▶ Short exercise 1: In the bfloat16 excerpt, how many bits make up the mantissa of bf16?
▶ Short exercise 2: Write a continuation of the bfloat16 excerpt, picking up right after its last line.

▶ Excerpt:
########################################
On the path to better performance, a recent proposal introduces the idea of working with a bfloat16 (``bf16``) 16-bit floating point data type based on the IEEE 32-bit single-precision floating point data type (``f32``).

Both ``bf16`` and ``f32`` have an 8-bit exponent. However, while ``f32`` has a 23-bit mantissa, ``bf16`` has only a 7-bit one, keeping only the most significant bits. As a result, while these data types support a very close numerical range of values, ``bf16`` has a significantly reduced precision. Therefore, ``bf16`` occupies a spot between ``f32`` and the IEEE 16-bit half-precision floating point data type, ``f16``. Compared directly to ``f16``, which has a 5-bit exponent and a 10-bit mantissa, ``bf16`` trades increased range for reduced precision.

.. image:: img_bf16_diagram.png
	:alt: Diagram depicting the bit-wise layout of f32, bf16, and f16 floating point data types.
########################################
▶ Object location annotation data:
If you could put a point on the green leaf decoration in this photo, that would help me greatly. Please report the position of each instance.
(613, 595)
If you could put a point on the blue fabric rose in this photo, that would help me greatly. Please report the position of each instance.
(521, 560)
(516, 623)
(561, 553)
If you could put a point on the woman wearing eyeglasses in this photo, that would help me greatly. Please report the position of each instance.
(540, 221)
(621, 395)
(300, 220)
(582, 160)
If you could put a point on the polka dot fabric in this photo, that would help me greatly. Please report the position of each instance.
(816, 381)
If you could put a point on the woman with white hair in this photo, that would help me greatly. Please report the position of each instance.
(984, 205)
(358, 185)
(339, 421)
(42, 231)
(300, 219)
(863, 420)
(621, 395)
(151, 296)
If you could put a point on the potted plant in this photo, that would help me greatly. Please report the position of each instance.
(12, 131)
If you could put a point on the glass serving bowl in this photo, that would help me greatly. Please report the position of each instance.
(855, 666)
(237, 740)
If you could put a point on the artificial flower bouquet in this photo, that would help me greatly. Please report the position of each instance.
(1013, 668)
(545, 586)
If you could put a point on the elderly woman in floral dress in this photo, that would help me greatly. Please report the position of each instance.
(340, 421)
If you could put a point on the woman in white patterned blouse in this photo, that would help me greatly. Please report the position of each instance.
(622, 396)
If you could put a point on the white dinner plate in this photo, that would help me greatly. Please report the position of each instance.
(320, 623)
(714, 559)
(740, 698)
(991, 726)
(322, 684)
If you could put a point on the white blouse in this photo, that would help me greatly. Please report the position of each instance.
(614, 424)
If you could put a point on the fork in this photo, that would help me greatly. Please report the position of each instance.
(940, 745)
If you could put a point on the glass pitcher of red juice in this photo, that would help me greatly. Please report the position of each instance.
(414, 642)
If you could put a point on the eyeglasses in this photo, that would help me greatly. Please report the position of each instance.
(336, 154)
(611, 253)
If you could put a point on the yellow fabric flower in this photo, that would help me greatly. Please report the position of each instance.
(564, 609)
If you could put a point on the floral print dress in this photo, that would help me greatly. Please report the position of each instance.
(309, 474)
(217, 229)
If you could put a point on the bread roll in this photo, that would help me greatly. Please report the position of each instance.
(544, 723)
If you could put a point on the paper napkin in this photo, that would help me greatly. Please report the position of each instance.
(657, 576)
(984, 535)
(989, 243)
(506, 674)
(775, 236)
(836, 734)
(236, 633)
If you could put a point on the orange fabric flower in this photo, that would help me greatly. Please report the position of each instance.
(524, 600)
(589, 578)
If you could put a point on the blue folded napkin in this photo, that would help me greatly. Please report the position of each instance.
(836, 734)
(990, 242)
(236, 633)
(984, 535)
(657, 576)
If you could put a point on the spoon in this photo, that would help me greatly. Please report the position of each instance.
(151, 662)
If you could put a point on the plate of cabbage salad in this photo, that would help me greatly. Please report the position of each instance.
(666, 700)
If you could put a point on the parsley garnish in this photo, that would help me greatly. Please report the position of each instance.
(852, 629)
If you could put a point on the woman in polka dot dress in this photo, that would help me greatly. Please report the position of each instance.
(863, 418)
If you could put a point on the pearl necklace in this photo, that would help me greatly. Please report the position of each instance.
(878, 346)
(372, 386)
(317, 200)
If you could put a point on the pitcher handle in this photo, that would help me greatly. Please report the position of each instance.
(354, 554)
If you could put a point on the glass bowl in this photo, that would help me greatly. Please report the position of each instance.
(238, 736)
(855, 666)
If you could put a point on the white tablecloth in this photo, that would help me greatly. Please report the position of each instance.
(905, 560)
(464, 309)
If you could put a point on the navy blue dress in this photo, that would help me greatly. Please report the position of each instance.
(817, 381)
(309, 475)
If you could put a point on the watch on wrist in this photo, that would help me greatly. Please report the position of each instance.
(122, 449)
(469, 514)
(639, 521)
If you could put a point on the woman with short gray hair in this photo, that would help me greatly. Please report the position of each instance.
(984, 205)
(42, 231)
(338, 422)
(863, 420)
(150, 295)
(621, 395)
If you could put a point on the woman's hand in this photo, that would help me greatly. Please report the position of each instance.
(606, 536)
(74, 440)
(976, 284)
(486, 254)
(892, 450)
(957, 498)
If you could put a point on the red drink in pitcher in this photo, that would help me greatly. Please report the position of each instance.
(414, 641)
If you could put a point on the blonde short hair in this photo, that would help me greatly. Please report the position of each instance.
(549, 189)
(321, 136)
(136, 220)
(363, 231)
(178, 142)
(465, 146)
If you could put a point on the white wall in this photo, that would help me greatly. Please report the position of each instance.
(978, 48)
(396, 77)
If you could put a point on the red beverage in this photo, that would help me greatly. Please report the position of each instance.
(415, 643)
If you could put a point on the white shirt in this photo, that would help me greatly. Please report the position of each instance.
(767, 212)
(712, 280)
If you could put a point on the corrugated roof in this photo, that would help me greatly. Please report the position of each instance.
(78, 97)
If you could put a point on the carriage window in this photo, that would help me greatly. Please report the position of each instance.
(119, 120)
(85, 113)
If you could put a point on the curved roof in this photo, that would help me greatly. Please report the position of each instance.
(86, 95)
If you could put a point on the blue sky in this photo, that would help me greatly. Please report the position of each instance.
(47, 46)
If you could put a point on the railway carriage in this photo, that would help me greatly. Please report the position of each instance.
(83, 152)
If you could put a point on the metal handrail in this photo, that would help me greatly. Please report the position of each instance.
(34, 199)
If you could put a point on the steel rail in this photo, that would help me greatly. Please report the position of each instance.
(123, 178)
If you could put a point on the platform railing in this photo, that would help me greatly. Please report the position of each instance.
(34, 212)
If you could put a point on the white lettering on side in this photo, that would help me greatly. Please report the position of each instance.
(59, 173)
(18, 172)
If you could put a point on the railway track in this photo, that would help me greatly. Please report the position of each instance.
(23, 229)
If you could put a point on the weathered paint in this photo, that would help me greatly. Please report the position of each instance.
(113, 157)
########################################
▶ Answer 1: 7 bits.

▶ Answer 2:
More details of the bfloat16 data type can be found at `Intel's site <https://www.intel.com/content/dam/develop/external/us/en/documents/bf16-hardware-numerics-definition-white-paper.pdf>`__ and `TensorFlow's documentation <https://cloud.google.com/tpu/docs/bfloat16>`__.

One of the advantages of using ``bf16`` versus ``f32`` is reduced memory footprint and, hence, increased memory access throughput. Additionally, when executing on hardware that supports `Intel DL Boost bfloat16 instructions <https://www.intel.com/content/dam/develop/external/us/en/documents/architecture-instruction-set-extensions-programming-reference.pdf>`__, ``bf16`` may offer an increase in computational throughput.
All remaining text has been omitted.